- **YOUR TASK**
Write out every line of the material exactly as it appears.

■ ■ ■

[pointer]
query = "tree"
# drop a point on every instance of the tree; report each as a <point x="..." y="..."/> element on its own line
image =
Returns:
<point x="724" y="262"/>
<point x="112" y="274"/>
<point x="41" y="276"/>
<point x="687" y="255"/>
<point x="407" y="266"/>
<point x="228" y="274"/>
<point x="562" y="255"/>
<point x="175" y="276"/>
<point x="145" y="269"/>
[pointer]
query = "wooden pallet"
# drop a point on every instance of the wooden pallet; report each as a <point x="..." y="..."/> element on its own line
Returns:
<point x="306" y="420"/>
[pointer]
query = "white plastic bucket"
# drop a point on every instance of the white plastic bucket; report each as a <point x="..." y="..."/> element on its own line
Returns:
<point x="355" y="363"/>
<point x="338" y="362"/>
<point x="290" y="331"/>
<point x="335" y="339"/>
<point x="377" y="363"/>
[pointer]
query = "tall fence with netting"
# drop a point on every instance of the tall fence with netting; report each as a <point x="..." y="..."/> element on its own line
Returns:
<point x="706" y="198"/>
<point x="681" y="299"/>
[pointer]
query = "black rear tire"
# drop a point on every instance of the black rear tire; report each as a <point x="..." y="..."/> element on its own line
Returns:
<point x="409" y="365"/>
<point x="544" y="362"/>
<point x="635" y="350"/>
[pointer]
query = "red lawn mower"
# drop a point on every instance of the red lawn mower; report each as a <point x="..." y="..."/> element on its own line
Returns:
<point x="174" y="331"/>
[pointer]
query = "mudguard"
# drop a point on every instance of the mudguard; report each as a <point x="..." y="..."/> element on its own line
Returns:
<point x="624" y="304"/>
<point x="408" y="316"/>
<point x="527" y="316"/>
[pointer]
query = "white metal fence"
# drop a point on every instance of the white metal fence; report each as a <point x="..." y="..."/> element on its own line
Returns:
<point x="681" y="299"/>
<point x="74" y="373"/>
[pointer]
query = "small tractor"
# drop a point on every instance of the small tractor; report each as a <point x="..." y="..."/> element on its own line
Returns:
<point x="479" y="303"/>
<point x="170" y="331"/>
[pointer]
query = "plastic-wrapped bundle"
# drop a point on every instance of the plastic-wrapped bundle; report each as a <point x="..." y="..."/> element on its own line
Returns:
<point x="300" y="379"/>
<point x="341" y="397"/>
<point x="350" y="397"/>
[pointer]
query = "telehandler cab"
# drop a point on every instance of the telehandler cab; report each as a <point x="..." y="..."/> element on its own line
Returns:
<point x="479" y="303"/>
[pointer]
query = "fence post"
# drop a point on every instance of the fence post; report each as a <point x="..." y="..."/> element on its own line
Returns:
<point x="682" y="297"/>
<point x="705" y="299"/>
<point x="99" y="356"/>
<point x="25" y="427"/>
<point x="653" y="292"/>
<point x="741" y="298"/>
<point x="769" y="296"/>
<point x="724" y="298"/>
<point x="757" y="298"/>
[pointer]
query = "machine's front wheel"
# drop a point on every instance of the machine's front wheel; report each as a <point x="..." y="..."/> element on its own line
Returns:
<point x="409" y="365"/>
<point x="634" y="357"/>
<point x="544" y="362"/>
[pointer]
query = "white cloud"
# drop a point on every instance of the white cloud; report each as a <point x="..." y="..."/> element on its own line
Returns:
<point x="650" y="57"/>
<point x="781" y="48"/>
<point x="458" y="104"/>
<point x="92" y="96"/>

■ ■ ■

- **PROBLEM SOLUTION**
[pointer]
query = "tree"
# drop a point on every instance of the tree; report each as a <point x="..." y="..."/> element on its own line
image =
Returns:
<point x="724" y="262"/>
<point x="112" y="274"/>
<point x="41" y="276"/>
<point x="687" y="255"/>
<point x="407" y="266"/>
<point x="228" y="274"/>
<point x="562" y="255"/>
<point x="175" y="276"/>
<point x="145" y="269"/>
[pointer]
query = "wooden pallet"
# drop a point on every instance of the wooden pallet; report each as a <point x="..." y="..."/> element on its own line
Returns:
<point x="306" y="420"/>
[pointer]
query = "white plastic bucket"
# drop a point on every instance of the white plastic bucket; report each as a <point x="..." y="..."/> element on its own line
Returns:
<point x="355" y="363"/>
<point x="338" y="362"/>
<point x="290" y="331"/>
<point x="335" y="339"/>
<point x="377" y="363"/>
[pointer]
query = "tall fence with netting"
# drop a point on every instance of the tall fence with netting; report each as a <point x="..." y="..."/> element on its own line
Returns:
<point x="706" y="198"/>
<point x="681" y="299"/>
[pointer]
query = "black rear tire"
# drop a point on every instance of the black rear tire; report each as a <point x="..." y="..."/> element on its own line
Returns:
<point x="409" y="365"/>
<point x="544" y="362"/>
<point x="635" y="350"/>
[pointer]
query = "red lawn mower"
# drop a point on every instance of the red lawn mower; report each as a <point x="..." y="..."/> element on its own line
Returns:
<point x="174" y="331"/>
[pointer]
query = "mudguard"
# drop a point on every instance of the mudguard; report each as a <point x="..." y="..."/> element on its own line
Returns:
<point x="624" y="304"/>
<point x="408" y="316"/>
<point x="527" y="316"/>
[pointer]
query = "white metal fence"
# drop a point on every instance of the white metal fence; report each as a <point x="..." y="..."/> element on its own line
Returns:
<point x="681" y="299"/>
<point x="74" y="373"/>
[pointer]
query = "small tractor"
# drop a point on every instance of the small tractor; report each as a <point x="..." y="..."/> element on its own line
Returns:
<point x="479" y="303"/>
<point x="170" y="331"/>
[pointer]
query = "plastic-wrapped bundle"
# drop a point on every instance of the plastic-wrapped bundle; report each as a <point x="..." y="..."/> element on its own line
Returns:
<point x="300" y="379"/>
<point x="341" y="397"/>
<point x="350" y="397"/>
[pointer]
query = "telehandler cab"
# drop a point on every instance of the telehandler cab; report each as a <point x="..." y="..."/> element on its own line
Returns:
<point x="479" y="303"/>
[pointer]
query = "fence post"
# drop a point on every instance of the fence post; report each as a <point x="..." y="..."/> element on its own line
Returns:
<point x="682" y="297"/>
<point x="705" y="299"/>
<point x="99" y="356"/>
<point x="25" y="427"/>
<point x="653" y="292"/>
<point x="741" y="298"/>
<point x="769" y="296"/>
<point x="724" y="298"/>
<point x="757" y="298"/>
[pointer]
query = "machine's front wheel"
# drop a point on every instance of the machine's front wheel; report each as a <point x="..." y="..."/> element on its own line
Returns:
<point x="409" y="365"/>
<point x="634" y="357"/>
<point x="544" y="362"/>
[pointer]
query = "white cloud"
# drop a point on every instance of the white cloud; report each as a <point x="..." y="..."/> element on its own line
Returns:
<point x="650" y="57"/>
<point x="781" y="48"/>
<point x="458" y="104"/>
<point x="92" y="96"/>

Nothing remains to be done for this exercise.